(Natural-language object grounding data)
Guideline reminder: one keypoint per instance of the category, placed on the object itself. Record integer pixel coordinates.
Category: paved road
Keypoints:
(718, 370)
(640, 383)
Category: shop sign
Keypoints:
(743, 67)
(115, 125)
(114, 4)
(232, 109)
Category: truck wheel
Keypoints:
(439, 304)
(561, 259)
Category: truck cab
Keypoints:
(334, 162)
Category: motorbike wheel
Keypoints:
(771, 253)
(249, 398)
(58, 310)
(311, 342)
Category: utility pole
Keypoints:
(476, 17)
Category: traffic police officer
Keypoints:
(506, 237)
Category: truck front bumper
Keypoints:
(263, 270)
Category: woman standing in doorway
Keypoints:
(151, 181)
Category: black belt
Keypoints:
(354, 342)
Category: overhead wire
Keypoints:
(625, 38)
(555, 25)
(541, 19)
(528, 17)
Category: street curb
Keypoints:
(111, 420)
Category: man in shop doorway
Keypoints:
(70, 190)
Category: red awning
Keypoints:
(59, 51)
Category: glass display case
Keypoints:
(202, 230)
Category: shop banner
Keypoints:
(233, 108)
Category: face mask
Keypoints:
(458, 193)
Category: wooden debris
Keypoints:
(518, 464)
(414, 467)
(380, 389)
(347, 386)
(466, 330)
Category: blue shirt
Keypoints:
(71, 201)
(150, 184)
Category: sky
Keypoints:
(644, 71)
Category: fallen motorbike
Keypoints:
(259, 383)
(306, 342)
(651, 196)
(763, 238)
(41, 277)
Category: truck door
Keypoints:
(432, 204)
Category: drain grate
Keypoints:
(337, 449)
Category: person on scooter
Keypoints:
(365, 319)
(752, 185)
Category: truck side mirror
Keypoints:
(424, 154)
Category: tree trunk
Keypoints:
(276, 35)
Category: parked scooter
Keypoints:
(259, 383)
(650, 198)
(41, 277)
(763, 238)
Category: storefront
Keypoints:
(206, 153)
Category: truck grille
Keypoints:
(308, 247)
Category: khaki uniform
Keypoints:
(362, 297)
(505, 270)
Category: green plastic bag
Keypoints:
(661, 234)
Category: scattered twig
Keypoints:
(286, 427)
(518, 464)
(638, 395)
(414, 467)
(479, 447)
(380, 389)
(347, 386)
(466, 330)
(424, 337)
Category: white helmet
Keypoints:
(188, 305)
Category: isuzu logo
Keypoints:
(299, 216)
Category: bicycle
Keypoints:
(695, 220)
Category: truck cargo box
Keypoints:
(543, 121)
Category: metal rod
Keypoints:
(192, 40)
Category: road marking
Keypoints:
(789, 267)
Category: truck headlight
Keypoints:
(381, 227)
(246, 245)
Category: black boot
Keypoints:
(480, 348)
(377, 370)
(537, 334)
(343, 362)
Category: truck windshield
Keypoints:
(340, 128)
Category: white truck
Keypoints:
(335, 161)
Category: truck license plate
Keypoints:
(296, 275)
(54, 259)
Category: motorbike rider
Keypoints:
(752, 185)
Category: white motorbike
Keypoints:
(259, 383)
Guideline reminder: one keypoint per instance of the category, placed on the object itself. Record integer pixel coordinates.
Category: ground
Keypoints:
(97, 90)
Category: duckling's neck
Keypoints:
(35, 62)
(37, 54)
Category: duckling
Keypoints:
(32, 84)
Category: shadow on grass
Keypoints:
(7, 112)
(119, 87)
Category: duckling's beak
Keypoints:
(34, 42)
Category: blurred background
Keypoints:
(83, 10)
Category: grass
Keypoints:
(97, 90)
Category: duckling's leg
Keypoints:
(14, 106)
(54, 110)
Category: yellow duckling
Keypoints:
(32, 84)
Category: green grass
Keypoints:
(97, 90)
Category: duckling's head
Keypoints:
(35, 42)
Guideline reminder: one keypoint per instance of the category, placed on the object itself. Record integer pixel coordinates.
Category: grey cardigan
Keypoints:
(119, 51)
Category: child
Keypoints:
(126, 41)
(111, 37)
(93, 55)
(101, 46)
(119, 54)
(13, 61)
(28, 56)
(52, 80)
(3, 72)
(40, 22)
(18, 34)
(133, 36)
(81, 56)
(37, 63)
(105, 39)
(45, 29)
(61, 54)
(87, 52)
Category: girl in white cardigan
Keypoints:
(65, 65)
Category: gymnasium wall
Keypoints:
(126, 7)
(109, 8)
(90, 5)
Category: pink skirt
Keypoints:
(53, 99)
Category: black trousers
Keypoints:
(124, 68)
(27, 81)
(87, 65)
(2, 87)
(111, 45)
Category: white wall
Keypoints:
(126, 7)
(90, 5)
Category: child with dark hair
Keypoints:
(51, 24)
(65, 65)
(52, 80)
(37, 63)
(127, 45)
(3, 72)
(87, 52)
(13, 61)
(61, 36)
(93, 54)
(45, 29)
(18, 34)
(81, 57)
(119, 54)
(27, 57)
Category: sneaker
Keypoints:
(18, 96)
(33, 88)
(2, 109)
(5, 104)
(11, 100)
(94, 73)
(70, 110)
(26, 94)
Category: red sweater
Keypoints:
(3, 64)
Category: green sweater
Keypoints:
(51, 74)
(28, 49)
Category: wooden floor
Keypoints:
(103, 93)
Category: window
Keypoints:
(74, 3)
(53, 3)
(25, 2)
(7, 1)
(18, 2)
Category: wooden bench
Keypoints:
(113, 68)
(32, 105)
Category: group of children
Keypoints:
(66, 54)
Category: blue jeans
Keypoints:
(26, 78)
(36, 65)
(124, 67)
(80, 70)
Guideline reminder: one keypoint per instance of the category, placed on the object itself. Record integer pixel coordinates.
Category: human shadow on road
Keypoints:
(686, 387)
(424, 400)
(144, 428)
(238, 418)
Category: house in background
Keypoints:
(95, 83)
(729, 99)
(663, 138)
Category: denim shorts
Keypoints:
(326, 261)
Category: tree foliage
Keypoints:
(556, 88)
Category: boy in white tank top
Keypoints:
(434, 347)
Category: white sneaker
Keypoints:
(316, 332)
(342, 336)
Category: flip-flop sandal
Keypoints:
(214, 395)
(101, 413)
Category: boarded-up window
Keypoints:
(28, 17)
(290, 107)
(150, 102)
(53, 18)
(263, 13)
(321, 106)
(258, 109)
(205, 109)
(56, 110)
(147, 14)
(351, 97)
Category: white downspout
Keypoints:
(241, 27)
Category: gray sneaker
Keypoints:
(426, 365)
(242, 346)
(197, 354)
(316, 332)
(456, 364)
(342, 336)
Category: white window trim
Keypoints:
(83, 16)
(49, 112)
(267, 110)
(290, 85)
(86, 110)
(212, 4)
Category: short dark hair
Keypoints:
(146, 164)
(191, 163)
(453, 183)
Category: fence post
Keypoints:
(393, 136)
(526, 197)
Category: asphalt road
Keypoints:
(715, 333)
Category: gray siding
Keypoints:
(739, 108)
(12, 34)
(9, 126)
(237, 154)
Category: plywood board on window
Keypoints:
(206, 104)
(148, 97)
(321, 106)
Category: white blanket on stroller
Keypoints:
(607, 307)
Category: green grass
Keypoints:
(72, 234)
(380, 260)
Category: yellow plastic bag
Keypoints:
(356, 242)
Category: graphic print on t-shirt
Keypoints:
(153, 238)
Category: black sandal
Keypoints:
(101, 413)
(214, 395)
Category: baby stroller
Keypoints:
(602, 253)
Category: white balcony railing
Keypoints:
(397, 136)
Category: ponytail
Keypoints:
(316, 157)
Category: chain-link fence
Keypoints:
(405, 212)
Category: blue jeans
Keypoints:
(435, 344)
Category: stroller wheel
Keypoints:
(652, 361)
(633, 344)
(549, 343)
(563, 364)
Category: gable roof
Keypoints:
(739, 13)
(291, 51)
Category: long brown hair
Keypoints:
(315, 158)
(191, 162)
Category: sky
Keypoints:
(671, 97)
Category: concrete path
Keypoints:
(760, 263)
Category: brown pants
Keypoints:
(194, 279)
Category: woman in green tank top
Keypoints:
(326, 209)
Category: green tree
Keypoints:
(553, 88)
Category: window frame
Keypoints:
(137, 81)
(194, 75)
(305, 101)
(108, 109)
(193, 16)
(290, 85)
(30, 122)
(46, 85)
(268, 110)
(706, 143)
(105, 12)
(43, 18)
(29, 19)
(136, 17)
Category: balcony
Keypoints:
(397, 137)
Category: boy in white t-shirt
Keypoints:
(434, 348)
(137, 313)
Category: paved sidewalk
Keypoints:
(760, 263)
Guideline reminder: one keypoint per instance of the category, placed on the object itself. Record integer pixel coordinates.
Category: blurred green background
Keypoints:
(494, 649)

=== INSTRUCTIONS FOR THE TASK ===
For each line above that carries the word "road", copy it out.

=== EXPECTED ANSWER ===
Category: paved road
Category: road marking
Category: human shadow on road
Category: asphalt road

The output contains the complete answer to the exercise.